Work item: What is the number of lines below that include "road"? Give that number alone.

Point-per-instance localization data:

════════════════════

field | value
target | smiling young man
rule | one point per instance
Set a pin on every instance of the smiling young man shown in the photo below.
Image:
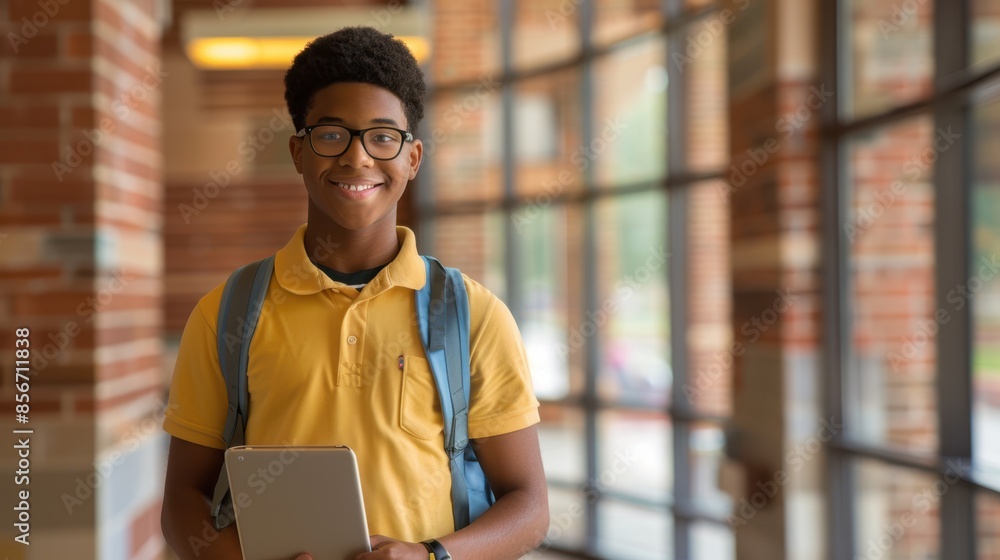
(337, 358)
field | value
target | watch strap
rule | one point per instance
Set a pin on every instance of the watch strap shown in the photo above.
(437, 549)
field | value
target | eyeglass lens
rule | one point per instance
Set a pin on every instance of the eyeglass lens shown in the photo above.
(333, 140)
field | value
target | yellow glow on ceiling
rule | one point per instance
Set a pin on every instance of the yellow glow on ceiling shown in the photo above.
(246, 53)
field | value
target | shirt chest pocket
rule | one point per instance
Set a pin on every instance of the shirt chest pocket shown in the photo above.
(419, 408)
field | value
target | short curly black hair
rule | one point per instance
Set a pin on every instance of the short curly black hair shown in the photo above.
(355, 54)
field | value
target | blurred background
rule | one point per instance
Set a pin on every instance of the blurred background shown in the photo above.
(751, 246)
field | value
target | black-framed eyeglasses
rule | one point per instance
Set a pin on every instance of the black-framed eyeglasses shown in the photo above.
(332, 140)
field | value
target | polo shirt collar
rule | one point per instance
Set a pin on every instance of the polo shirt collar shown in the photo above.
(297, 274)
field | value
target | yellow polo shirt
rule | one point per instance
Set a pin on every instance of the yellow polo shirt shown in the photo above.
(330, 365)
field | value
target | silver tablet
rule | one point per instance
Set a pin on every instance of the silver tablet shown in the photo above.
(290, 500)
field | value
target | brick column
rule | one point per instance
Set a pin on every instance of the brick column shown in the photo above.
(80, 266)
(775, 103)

════════════════════

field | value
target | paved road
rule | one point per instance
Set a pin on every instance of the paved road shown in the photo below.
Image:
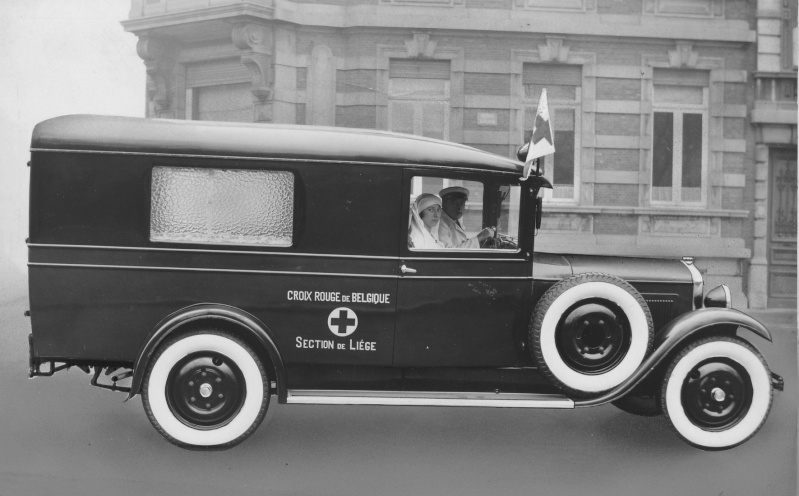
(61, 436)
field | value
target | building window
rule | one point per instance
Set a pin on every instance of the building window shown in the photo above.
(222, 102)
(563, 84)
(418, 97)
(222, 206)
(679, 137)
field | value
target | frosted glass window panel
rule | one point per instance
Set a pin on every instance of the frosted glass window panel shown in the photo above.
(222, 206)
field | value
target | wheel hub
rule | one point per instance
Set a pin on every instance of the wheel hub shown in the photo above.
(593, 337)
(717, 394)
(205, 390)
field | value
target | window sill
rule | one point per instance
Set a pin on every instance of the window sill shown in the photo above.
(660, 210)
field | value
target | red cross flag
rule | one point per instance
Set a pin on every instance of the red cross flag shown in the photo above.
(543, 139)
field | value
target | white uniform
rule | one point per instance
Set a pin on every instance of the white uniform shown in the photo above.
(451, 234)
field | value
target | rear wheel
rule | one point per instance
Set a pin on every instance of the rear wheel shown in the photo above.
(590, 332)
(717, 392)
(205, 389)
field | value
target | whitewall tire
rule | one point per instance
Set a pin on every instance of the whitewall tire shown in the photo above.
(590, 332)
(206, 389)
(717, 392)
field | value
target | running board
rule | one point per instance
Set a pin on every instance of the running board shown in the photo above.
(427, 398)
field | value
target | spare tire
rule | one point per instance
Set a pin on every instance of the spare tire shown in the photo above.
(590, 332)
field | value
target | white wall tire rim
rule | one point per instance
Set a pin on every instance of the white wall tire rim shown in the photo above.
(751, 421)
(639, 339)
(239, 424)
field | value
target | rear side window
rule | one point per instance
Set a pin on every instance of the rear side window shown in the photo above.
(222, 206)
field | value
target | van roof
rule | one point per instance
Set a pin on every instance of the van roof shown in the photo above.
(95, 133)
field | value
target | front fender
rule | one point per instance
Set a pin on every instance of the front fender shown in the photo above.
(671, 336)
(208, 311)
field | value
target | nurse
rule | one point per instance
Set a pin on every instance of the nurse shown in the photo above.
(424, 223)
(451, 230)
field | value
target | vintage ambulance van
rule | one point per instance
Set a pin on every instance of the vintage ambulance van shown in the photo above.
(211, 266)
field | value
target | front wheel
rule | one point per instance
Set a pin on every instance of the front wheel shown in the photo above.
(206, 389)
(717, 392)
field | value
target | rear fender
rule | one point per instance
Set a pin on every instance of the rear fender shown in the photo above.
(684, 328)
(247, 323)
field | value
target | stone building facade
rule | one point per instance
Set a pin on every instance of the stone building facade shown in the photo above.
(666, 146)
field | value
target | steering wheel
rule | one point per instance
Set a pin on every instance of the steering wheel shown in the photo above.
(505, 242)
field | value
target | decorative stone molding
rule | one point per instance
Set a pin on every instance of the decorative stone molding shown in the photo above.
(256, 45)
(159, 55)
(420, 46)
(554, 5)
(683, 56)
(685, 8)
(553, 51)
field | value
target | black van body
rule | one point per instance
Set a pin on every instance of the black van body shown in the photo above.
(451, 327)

════════════════════

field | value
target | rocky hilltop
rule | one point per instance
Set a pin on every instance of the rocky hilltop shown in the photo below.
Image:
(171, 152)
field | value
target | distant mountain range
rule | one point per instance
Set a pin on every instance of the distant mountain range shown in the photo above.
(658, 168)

════════════════════

Exercise solution: 2